RECORDS FOR PROCESSING below:

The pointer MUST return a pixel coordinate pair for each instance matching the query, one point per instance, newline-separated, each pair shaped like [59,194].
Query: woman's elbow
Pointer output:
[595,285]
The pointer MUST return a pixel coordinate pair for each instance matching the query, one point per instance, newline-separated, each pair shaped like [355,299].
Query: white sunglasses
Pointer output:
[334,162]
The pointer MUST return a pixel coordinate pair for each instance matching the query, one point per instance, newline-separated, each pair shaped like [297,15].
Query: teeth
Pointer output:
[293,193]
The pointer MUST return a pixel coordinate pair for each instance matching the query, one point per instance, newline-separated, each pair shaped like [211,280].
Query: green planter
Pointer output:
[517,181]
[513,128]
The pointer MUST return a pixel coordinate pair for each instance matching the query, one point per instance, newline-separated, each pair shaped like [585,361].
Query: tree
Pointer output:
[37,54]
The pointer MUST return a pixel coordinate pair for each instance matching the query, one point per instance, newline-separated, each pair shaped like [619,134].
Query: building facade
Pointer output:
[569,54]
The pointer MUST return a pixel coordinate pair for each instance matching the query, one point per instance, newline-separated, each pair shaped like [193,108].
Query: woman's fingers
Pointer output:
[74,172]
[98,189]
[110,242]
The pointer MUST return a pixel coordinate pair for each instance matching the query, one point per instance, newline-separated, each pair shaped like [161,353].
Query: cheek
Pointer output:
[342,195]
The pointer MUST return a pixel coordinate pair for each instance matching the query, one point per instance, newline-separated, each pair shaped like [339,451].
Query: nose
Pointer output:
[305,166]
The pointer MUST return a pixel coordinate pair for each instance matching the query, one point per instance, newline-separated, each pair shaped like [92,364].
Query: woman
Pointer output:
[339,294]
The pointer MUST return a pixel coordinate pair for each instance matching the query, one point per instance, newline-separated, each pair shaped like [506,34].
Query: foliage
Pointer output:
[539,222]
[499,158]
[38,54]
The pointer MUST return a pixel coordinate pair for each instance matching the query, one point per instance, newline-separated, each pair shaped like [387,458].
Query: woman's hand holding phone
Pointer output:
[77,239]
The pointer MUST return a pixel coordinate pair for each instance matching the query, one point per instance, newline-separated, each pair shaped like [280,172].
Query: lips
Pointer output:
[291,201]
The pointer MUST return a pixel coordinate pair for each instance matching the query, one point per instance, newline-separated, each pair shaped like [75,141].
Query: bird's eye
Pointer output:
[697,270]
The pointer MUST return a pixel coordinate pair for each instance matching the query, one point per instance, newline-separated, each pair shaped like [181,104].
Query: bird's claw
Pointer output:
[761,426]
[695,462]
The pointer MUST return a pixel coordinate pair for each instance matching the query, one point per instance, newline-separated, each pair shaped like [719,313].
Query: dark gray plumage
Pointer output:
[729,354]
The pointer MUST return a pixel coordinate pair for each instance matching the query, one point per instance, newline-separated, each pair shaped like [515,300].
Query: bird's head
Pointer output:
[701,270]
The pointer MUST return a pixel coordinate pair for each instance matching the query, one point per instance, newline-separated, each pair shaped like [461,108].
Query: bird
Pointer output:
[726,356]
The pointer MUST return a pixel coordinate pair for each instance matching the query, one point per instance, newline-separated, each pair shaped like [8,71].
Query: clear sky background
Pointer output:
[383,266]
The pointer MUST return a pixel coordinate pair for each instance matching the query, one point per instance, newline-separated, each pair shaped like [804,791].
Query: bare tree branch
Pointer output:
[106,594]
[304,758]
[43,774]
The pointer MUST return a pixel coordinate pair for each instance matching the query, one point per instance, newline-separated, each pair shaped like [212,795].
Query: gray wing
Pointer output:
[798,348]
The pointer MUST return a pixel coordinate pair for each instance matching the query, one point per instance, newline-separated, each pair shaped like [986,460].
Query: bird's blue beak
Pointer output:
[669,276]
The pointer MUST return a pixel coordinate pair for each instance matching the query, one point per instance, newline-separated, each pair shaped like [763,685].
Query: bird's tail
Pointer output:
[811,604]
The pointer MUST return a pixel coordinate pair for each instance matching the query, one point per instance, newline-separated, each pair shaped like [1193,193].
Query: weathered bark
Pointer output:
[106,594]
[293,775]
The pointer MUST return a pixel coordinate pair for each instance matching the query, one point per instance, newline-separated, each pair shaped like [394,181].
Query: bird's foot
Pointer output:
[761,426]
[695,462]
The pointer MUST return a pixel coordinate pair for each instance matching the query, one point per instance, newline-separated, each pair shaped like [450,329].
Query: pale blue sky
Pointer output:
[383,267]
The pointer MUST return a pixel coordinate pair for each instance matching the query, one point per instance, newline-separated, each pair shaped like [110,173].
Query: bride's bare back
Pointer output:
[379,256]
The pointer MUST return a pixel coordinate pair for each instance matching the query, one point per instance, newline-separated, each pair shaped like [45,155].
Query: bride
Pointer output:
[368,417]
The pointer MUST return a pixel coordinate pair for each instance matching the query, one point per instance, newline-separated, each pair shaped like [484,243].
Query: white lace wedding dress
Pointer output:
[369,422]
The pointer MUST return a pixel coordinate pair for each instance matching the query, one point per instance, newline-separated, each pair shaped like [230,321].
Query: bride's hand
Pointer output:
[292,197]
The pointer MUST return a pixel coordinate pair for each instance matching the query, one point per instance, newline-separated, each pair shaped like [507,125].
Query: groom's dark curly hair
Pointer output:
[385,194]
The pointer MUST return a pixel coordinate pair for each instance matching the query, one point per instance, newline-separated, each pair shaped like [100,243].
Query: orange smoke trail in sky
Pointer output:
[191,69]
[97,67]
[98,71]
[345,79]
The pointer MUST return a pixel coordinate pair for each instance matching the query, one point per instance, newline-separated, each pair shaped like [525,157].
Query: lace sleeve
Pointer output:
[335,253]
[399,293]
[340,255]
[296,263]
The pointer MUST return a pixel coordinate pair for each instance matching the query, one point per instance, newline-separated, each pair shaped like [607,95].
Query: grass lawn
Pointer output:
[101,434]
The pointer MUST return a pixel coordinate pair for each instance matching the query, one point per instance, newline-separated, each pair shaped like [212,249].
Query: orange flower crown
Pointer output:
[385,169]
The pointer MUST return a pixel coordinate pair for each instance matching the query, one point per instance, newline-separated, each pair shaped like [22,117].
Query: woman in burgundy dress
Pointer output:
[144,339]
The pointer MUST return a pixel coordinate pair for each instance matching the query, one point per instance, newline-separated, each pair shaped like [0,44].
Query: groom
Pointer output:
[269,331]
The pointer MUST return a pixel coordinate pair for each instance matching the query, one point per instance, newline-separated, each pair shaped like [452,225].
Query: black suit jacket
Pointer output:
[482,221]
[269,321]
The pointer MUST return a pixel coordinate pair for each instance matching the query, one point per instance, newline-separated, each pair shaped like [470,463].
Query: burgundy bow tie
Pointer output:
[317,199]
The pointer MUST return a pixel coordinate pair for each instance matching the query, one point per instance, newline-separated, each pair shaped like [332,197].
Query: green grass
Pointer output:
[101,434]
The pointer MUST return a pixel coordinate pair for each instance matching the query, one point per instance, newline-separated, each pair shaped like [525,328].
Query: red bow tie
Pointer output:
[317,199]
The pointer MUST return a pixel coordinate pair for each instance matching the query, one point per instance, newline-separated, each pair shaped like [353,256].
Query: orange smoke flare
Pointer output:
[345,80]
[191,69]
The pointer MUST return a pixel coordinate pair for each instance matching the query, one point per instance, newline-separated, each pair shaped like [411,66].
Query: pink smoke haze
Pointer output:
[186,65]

End of RECORDS FOR PROCESSING.

Please give back only the lines starting with the one that contains "Query: orange smoke flare" and ending with the last line of the listing, retyped exactly.

Query: orange smoke flare
Pointer output:
[345,80]
[191,69]
The pointer MUST return a pixel coordinate pair for each instance matching the query, one point per instance, newline-separated, each pair shaped like [411,66].
Query: pink smoke haze
Pointer output:
[186,65]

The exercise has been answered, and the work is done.